▶ Written instruction
Rewrite all of the material below with every "integer pixel coordinates" changed to "whole-number pixel coordinates" and nothing else altered.

** Start **

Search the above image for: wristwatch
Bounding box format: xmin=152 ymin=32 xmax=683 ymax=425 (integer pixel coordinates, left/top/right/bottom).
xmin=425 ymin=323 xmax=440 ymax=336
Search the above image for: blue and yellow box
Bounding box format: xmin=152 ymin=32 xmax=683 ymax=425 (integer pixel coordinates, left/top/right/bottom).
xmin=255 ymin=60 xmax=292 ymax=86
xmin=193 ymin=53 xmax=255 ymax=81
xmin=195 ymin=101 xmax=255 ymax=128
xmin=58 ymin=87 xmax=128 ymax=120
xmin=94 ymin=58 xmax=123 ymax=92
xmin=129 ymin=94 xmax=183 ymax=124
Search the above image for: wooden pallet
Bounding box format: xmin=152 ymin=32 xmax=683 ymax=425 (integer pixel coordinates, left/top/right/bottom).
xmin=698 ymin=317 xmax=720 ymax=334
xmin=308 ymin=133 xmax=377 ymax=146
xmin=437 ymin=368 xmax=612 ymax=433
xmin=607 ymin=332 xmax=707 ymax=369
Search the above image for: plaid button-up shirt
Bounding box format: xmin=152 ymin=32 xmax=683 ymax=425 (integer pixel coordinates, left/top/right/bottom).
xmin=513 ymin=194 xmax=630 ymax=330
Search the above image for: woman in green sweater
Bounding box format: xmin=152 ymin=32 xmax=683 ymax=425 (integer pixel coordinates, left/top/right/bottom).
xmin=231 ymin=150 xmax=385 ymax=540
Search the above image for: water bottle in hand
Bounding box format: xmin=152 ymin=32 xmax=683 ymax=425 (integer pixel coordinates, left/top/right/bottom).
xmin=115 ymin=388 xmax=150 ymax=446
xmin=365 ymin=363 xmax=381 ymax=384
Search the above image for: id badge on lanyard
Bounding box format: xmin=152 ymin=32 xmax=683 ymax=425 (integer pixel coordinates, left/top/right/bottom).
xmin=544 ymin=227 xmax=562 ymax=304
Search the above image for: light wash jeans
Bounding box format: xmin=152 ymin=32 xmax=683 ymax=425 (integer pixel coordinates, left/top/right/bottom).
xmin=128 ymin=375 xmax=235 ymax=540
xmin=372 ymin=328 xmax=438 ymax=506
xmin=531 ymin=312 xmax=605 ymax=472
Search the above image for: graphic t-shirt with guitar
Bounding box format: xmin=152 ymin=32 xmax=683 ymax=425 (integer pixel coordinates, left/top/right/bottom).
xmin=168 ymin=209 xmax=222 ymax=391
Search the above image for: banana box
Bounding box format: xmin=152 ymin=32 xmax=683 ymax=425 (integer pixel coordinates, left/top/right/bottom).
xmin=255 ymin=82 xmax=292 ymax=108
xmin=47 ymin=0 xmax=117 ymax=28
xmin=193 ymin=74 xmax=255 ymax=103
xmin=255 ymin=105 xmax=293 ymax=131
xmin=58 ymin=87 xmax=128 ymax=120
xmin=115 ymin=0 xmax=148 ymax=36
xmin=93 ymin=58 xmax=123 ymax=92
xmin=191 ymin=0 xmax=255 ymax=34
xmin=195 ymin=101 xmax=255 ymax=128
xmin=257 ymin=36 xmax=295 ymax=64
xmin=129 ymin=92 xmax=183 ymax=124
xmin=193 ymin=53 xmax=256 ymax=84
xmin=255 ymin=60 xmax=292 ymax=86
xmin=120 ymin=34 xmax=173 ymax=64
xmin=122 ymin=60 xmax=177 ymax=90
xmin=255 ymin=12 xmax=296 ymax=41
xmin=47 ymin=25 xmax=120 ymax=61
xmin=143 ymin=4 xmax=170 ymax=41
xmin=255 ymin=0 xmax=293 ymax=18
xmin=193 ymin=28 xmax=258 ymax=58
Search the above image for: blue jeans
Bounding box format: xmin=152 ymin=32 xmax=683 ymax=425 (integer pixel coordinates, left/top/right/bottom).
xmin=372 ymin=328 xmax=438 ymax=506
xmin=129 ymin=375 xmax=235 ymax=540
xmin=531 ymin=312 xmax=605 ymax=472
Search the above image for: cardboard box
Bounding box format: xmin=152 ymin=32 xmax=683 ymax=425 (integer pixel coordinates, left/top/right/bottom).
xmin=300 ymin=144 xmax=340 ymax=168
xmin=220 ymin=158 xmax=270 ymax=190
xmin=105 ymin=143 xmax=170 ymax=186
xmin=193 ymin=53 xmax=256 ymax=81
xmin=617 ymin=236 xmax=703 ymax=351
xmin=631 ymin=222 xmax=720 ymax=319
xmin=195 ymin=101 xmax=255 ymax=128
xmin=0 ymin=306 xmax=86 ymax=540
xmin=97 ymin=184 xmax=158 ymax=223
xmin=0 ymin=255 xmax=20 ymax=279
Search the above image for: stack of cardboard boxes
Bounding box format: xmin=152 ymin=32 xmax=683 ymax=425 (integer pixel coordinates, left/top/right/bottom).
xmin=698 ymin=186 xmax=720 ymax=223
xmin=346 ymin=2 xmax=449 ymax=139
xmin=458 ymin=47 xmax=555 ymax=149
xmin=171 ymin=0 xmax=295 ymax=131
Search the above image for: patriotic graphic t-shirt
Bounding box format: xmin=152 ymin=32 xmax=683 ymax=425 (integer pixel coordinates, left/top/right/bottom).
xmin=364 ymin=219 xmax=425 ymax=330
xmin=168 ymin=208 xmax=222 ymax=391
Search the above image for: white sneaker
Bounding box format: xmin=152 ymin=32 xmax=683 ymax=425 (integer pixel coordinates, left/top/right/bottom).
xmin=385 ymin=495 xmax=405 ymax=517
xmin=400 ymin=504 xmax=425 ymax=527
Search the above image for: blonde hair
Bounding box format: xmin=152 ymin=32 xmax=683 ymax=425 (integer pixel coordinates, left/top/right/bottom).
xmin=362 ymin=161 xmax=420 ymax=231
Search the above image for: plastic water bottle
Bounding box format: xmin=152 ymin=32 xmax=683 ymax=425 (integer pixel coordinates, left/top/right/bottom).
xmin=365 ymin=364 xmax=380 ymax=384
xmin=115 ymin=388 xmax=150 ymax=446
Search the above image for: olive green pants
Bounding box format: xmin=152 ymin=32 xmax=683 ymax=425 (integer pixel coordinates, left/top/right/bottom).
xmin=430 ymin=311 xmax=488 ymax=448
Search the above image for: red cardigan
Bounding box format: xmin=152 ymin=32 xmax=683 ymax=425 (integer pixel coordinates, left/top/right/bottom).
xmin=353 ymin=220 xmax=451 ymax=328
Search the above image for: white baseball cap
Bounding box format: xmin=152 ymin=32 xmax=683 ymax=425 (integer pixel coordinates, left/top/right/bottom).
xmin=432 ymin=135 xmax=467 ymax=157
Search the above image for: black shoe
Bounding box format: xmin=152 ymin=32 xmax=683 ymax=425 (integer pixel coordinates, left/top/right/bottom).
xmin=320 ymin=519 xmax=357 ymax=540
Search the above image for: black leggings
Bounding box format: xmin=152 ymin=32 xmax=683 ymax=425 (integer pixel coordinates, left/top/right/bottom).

** End **

▶ Solution below
Search the above image for: wristwatch
Bounding box format: xmin=152 ymin=32 xmax=683 ymax=425 (whole-number pixel coordinates, left/top/right/bottom).
xmin=425 ymin=323 xmax=440 ymax=336
Search the above image for: blue and yellow box
Bounding box format: xmin=152 ymin=32 xmax=683 ymax=425 (whole-number pixel coordinates, left/top/right/bottom).
xmin=255 ymin=60 xmax=292 ymax=86
xmin=193 ymin=53 xmax=255 ymax=81
xmin=195 ymin=101 xmax=255 ymax=128
xmin=58 ymin=87 xmax=128 ymax=120
xmin=94 ymin=58 xmax=123 ymax=92
xmin=129 ymin=94 xmax=183 ymax=124
Search the above image for: wooden pallet
Bounding box format: xmin=152 ymin=32 xmax=683 ymax=425 (whole-number pixel coordinates, left/top/right/bottom).
xmin=698 ymin=317 xmax=720 ymax=334
xmin=308 ymin=133 xmax=377 ymax=146
xmin=437 ymin=368 xmax=612 ymax=433
xmin=607 ymin=332 xmax=707 ymax=369
Search the above image for: plaid button-up shirt
Bounding box format: xmin=152 ymin=32 xmax=683 ymax=425 (whole-number pixel coordinates, left/top/right/bottom).
xmin=513 ymin=194 xmax=630 ymax=330
Search the above image for: woman in green sweater
Bounding box format: xmin=152 ymin=32 xmax=683 ymax=425 (whole-number pixel coordinates, left/top/right/bottom).
xmin=231 ymin=150 xmax=385 ymax=540
Search the above image for: water bottle in hand
Bounding box format: xmin=152 ymin=32 xmax=683 ymax=425 (whole-number pixel coordinates, left/top/right/bottom).
xmin=115 ymin=388 xmax=150 ymax=446
xmin=365 ymin=363 xmax=381 ymax=384
Search the above image for: id badge on lanyard
Bounding box format: xmin=152 ymin=32 xmax=683 ymax=425 (whole-number pixel coordinates, left/top/right/bottom).
xmin=544 ymin=227 xmax=562 ymax=304
Search the above image for: light wash jeans
Bounding box format: xmin=152 ymin=32 xmax=683 ymax=425 (whole-number pixel coordinates, left/top/right/bottom).
xmin=128 ymin=375 xmax=235 ymax=540
xmin=372 ymin=328 xmax=438 ymax=506
xmin=531 ymin=312 xmax=605 ymax=472
Search the above image for: graphic t-shirt with guitar
Bounding box format: xmin=152 ymin=32 xmax=683 ymax=425 (whole-number pixel coordinates, left/top/right/bottom).
xmin=168 ymin=209 xmax=222 ymax=391
Search the above image for: banana box
Bounding box format: xmin=152 ymin=32 xmax=683 ymax=425 (whole-number pixel coordinates, left/top/right/bottom).
xmin=255 ymin=82 xmax=292 ymax=108
xmin=47 ymin=0 xmax=117 ymax=28
xmin=193 ymin=74 xmax=255 ymax=103
xmin=255 ymin=105 xmax=293 ymax=131
xmin=58 ymin=87 xmax=128 ymax=120
xmin=115 ymin=0 xmax=148 ymax=36
xmin=93 ymin=58 xmax=123 ymax=92
xmin=191 ymin=0 xmax=255 ymax=34
xmin=195 ymin=101 xmax=255 ymax=128
xmin=257 ymin=36 xmax=295 ymax=64
xmin=129 ymin=92 xmax=183 ymax=124
xmin=193 ymin=53 xmax=256 ymax=84
xmin=255 ymin=60 xmax=292 ymax=86
xmin=120 ymin=34 xmax=173 ymax=64
xmin=122 ymin=60 xmax=177 ymax=90
xmin=255 ymin=12 xmax=296 ymax=41
xmin=47 ymin=25 xmax=120 ymax=61
xmin=143 ymin=4 xmax=170 ymax=41
xmin=255 ymin=0 xmax=293 ymax=18
xmin=193 ymin=28 xmax=258 ymax=58
Search the above image for: blue jeans
Bounding box format: xmin=152 ymin=32 xmax=683 ymax=425 (whole-number pixel coordinates, left/top/right/bottom).
xmin=372 ymin=328 xmax=438 ymax=506
xmin=129 ymin=375 xmax=235 ymax=540
xmin=531 ymin=312 xmax=605 ymax=472
Search the above image for: cardboard box
Bounding box format: xmin=152 ymin=32 xmax=683 ymax=425 (whole-number pixel coordinates, left/top/right/bottom).
xmin=300 ymin=144 xmax=340 ymax=168
xmin=220 ymin=158 xmax=270 ymax=190
xmin=105 ymin=143 xmax=170 ymax=186
xmin=193 ymin=53 xmax=256 ymax=81
xmin=617 ymin=236 xmax=703 ymax=351
xmin=631 ymin=222 xmax=720 ymax=319
xmin=195 ymin=101 xmax=255 ymax=128
xmin=0 ymin=306 xmax=86 ymax=540
xmin=97 ymin=184 xmax=158 ymax=223
xmin=0 ymin=255 xmax=20 ymax=279
Search the above image for: stack of cardboard boxes
Bounding box format: xmin=152 ymin=32 xmax=683 ymax=425 (whole-number pixel coordinates, left/top/right/bottom).
xmin=698 ymin=186 xmax=720 ymax=223
xmin=346 ymin=2 xmax=449 ymax=139
xmin=458 ymin=47 xmax=555 ymax=149
xmin=171 ymin=0 xmax=295 ymax=131
Search the above image for: patriotic graphic t-shirt
Bounding box format: xmin=152 ymin=32 xmax=683 ymax=425 (whole-number pixel coordinates, left/top/right/bottom).
xmin=364 ymin=219 xmax=425 ymax=330
xmin=168 ymin=208 xmax=222 ymax=391
Search the above image for: white sneaker
Bounding box format: xmin=152 ymin=32 xmax=683 ymax=425 (whole-number pixel coordinates, left/top/right/bottom).
xmin=385 ymin=495 xmax=405 ymax=517
xmin=400 ymin=504 xmax=425 ymax=527
Search the above image for: blonde hair
Bounding box format: xmin=152 ymin=32 xmax=683 ymax=425 (whole-number pixel coordinates, left/top/right/bottom).
xmin=362 ymin=161 xmax=420 ymax=231
Search the above image for: plastic water bottle
Bounding box format: xmin=152 ymin=32 xmax=683 ymax=425 (whole-number pixel coordinates, left/top/right/bottom).
xmin=365 ymin=364 xmax=380 ymax=384
xmin=115 ymin=388 xmax=150 ymax=446
Search the above image for: olive green pants
Bounding box format: xmin=152 ymin=32 xmax=683 ymax=425 (whole-number pixel coordinates, left/top/right/bottom).
xmin=430 ymin=311 xmax=488 ymax=448
Search the above image for: red cardigan
Bounding box format: xmin=152 ymin=32 xmax=683 ymax=425 (whole-number pixel coordinates, left/top/right/bottom).
xmin=353 ymin=220 xmax=451 ymax=328
Search the above image for: white baseball cap
Bounding box format: xmin=152 ymin=32 xmax=683 ymax=425 (whole-number pixel coordinates, left/top/right/bottom).
xmin=432 ymin=135 xmax=467 ymax=157
Search the above image for: black shoe
Bounding box format: xmin=152 ymin=32 xmax=683 ymax=425 (whole-number pixel coordinates, left/top/right/bottom).
xmin=320 ymin=519 xmax=357 ymax=540
Search the above image for: black leggings
Bounding box format: xmin=152 ymin=32 xmax=683 ymax=425 (whole-number pixel coordinates, left/top/right/bottom).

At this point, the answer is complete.